[PAGE EXTRACT]

B.C. Supreme Court says health authority violated charter rights by unlawfully detaining woman for 11 months
A B.C. Supreme Court judge has admonished the Fraser Health Authority for violating a woman’s charter rights by locking her up for almost a year against her will.
It was nine months into her detention before the woman was able to speak with a lawyer, in spite of having asked repeatedly, according to court documents.
B.C. Supreme Court documents reveal that a 39-year-old First Nations woman, identified only by the initials A.H., was detained by Fraser Health Authority staff for 11 months. The woman is described as cognitively impaired and suffering from mental health issues and severe abuse by her mother.
Fraser Health Authority staff decided, for her own good, to take her away from her mother in October 2016, according to the documents. They invited A.H. to go shopping at the mall. But instead of taking her home afterwards, they brought her to Delta Hospital, where she was admitted. Staff told her she had to remain at the hospital for her safety but didn’t provide her with any written reasons for detaining her.

[/PAGE EXTRACT]
[SOURCE MATERIAL]

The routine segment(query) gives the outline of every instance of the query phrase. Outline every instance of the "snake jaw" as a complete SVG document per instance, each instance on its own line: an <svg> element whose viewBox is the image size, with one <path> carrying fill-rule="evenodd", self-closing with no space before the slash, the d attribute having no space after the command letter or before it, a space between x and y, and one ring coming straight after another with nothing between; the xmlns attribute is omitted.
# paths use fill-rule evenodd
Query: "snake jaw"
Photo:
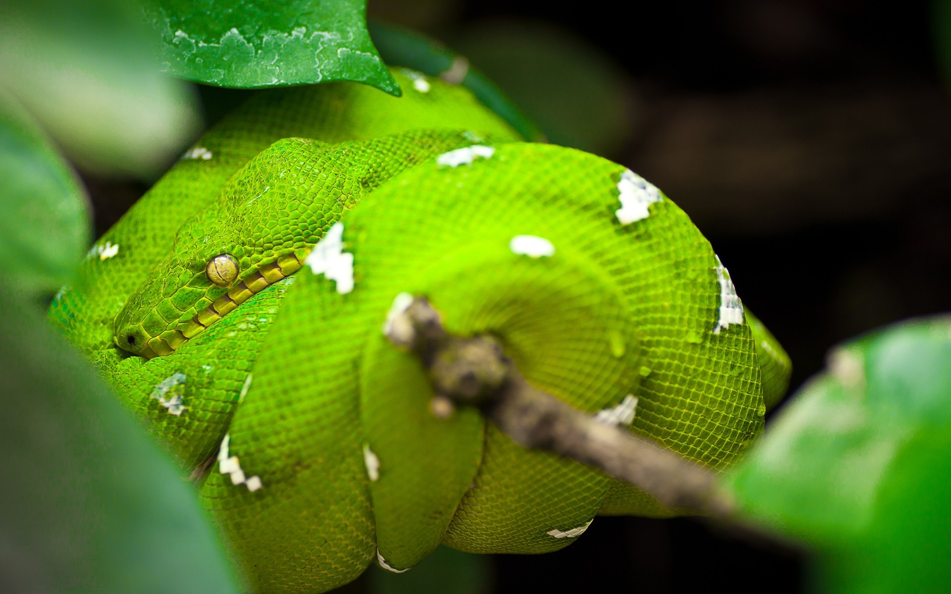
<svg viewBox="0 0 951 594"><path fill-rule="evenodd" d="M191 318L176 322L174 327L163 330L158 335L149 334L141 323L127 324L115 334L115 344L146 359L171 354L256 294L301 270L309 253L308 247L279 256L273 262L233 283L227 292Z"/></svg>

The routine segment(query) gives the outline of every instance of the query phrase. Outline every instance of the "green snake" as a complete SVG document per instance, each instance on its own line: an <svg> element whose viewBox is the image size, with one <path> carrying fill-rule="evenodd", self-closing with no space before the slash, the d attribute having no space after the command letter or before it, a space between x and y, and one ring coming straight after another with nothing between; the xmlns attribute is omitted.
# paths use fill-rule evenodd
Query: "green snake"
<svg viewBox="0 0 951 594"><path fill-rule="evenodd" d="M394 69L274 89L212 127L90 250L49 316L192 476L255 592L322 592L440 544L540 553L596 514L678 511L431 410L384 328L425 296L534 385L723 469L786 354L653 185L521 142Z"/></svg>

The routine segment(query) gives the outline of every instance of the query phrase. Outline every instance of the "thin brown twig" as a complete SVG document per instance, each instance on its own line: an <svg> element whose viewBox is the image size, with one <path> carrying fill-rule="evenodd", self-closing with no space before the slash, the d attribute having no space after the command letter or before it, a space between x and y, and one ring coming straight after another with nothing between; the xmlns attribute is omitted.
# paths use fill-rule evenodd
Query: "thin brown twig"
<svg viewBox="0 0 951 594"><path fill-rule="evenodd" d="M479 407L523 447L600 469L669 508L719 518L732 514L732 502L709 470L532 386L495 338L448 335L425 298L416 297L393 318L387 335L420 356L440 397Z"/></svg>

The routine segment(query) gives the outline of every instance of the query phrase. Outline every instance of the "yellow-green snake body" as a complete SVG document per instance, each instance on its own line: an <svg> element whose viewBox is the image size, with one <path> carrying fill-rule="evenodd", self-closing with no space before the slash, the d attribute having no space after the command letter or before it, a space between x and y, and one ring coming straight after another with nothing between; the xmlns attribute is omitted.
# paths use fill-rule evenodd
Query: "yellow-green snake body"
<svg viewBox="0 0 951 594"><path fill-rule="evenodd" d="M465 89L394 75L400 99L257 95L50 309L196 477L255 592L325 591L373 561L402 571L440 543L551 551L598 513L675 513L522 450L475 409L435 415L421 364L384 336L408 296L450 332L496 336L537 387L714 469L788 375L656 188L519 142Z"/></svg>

[/SOURCE MATERIAL]
[SOURCE MATERIAL]

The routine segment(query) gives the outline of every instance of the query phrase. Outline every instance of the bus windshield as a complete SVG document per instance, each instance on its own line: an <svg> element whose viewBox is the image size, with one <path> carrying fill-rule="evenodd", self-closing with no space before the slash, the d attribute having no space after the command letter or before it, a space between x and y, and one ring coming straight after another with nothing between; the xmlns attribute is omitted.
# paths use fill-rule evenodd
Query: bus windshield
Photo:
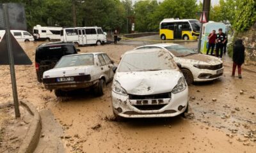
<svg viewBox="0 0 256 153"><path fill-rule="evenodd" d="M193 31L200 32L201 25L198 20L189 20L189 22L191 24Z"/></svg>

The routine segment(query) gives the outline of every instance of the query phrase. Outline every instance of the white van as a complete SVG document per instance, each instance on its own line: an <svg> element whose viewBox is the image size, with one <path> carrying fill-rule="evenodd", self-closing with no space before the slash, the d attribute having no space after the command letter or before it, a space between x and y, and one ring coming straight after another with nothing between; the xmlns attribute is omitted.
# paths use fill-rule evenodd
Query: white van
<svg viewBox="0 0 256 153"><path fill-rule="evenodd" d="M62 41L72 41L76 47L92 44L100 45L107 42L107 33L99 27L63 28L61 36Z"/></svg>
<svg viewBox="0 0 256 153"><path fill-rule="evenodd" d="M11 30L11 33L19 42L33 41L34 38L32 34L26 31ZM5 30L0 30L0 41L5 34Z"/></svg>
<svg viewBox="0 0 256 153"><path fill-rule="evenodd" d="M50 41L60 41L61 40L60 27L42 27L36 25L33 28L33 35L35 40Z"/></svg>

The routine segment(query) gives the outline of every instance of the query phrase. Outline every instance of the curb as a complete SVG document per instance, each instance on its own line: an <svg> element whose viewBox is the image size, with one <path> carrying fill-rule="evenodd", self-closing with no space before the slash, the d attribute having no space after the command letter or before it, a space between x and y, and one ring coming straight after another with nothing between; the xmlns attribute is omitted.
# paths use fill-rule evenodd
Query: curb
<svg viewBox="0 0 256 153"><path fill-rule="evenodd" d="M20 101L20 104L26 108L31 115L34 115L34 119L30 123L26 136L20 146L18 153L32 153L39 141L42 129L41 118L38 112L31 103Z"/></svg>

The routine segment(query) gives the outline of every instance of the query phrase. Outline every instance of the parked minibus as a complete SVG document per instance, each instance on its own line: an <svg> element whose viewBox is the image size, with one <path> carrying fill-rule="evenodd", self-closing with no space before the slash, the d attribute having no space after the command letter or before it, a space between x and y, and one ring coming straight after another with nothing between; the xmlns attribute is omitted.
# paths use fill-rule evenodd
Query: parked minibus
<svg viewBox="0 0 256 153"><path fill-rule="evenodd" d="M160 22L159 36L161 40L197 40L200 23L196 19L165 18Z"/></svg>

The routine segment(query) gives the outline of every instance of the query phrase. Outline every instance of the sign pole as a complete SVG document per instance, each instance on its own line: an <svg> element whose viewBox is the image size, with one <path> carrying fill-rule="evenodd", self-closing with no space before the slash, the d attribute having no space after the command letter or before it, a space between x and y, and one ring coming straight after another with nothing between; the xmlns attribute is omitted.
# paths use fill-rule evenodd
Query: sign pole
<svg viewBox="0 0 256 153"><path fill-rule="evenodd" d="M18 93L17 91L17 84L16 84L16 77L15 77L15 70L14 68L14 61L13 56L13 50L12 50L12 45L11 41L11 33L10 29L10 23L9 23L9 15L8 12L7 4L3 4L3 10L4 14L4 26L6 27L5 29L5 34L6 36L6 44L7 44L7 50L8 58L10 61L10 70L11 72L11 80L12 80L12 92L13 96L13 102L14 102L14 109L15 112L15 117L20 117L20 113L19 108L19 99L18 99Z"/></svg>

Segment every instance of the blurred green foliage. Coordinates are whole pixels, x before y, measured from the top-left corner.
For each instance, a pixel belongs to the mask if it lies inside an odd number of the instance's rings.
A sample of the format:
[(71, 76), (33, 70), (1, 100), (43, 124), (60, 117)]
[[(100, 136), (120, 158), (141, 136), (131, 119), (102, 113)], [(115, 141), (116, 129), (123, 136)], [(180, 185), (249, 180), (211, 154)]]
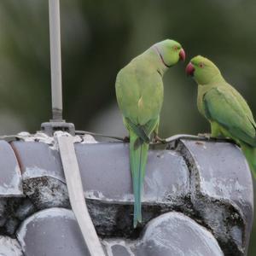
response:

[/SOURCE MATERIAL]

- TASK REQUIREMENTS:
**A)** In the detention ruling article, where did Fraser Health Authority staff take A.H. instead of bringing her home after the mall?
**B)** Please transcribe the detention ruling article from "B.C. Supreme Court documents" to "for detaining her.".

- TASK-BY-TASK ANSWERS:
**A)** Delta Hospital.

**B)**
B.C. Supreme Court documents reveal that a 39-year-old First Nations woman, identified only by the initials A.H., was detained by Fraser Health Authority staff for 11 months. The woman is described as cognitively impaired and suffering from mental health issues and severe abuse by her mother.
Fraser Health Authority staff decided, for her own good, to take her away from her mother in October 2016, according to the documents. They invited A.H. to go shopping at the mall. But instead of taking her home afterwards, they brought her to Delta Hospital, where she was admitted. Staff told her she had to remain at the hospital for her safety but didn’t provide her with any written reasons for detaining her.